Text excerpt:
>>

Beethoven – Piano Concerto No. 3, C-minor, Op. 37

by Max Derrickson

Ludwig van Beethoven   (b Bonn, December 16, 1770; dVienna, March 26, 1827)

Piano Concerto No. 3, C-minor, Op. 37
1. Allegro con brio
2. Largo
3. Rondo: Allegro

[. . .] “Cramer!” Beethoven is reported to have said, “We will never be able to write anything like that!”  With one piano concerto already completed, a second on the way,  the Mozart experience inspired Beethoven to write a C-minor concerto of his own, but not surprisingly, it took until 1796 to begin the work.  [. . .]

The inspiration took its time, as the completion and premiere did not happen until April of 1803 – despite its lengthy genesis (or perhaps because of it) this Concerto is remarkable in its concision and clarity in themes and structure.  The first movement, Allegro con brio, begins with a muscular, and rather ominous, first theme in the orchestra.  A more cantabile second theme follows.  These two themes create the structure for the rest of this wonderful movement, which Beethoven develops in ingenious ways.  After the orchestra has supplied its statements, the piano enters with its version of those themes, but with a circa-1800 surprise.  Shortly before Beethoven competed the work, piano makers were beginning to add extra keys [. . .]

[. . .] And after the exceptional cadenza, which is both mighty and light-hearted, the return of the orchestra delivers a breathtaking moment.  Here, while the timpani taps out the second part of the first theme in a sinister and urgent manner, the orchestra and the piano trade off the first part of that theme, and the whole moment begins to propel itself into back-arching excitement.  From then on both pianist and orchestra continue to supply thrills until the movement’s powerful ending. [. . .]

The Rondo last movement is full of charm, wit and surprises; it’s an ebullient way to end the concerto.  The first theme to appear is dance-like and Hungarian in flavor.  Although in the minor key, the feel from the start is wonderfully fresh.  The themes are lovely, and we get hints of the final major key as we go long.  A lighthearted clarinet portion precedes, of all things, a quick and intense fugue.  The flourish of the very brief cadenza leads us into another quirky surprise – a change of the time signature into almost that of an Irish jig.  The key is also firmly grounded in the life affirming C Major, and the movement dashes off to the final chords.

<<

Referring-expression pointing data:
>>

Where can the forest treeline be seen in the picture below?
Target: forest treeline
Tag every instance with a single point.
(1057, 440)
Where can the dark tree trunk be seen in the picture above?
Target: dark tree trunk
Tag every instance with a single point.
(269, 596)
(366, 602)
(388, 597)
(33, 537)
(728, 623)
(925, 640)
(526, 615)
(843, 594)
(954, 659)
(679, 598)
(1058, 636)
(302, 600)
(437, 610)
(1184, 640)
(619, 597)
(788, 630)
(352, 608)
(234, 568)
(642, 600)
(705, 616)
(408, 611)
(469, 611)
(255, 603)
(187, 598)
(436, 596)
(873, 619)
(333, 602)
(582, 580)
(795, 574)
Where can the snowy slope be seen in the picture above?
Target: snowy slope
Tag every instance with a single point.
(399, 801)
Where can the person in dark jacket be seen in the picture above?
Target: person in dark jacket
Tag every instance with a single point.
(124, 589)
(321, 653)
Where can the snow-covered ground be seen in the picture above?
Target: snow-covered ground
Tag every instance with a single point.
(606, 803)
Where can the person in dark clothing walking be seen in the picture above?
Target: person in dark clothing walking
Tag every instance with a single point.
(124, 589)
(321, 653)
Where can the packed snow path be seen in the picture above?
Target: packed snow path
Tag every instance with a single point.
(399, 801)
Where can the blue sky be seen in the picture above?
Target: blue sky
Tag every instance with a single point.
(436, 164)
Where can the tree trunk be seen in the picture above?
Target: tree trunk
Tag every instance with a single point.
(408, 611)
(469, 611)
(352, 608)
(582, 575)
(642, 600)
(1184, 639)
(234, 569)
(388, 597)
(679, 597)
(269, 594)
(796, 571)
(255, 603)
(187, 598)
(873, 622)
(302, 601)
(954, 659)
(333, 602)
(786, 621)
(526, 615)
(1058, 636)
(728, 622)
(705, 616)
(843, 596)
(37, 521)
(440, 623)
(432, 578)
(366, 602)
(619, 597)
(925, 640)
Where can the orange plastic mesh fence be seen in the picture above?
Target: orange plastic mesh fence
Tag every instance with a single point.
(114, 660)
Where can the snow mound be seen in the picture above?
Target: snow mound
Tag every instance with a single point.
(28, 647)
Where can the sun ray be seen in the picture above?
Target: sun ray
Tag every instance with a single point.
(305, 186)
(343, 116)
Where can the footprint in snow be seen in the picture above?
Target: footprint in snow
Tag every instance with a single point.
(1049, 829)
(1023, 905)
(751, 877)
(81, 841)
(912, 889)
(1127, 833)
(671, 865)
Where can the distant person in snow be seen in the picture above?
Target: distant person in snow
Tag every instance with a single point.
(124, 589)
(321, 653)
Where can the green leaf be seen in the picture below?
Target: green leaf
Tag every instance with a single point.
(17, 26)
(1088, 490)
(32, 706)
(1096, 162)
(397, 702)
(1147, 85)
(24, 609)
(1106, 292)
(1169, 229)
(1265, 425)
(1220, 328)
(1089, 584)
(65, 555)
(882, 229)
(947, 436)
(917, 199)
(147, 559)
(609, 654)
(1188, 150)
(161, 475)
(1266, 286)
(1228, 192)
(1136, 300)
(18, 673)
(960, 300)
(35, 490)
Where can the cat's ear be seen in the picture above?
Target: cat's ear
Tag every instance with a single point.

<<

Assigned task 1:
In the program note on Beethoven's Third Piano Concerto, which instrument taps out the second part of the first theme when the orchestra returns after the first-movement cadenza?
Assigned task 2:
Repeat the program note on Beethoven's Third Piano Concerto from "The Rondo last" up to and including "the final chords.".

Expected answer 1:
The timpani.

Expected answer 2:
The Rondo last movement is full of charm, wit and surprises; it’s an ebullient way to end the concerto.  The first theme to appear is dance-like and Hungarian in flavor.  Although in the minor key, the feel from the start is wonderfully fresh.  The themes are lovely, and we get hints of the final major key as we go long.  A lighthearted clarinet portion precedes, of all things, a quick and intense fugue.  The flourish of the very brief cadenza leads us into another quirky surprise – a change of the time signature into almost that of an Irish jig.  The key is also firmly grounded in the life affirming C Major, and the movement dashes off to the final chords.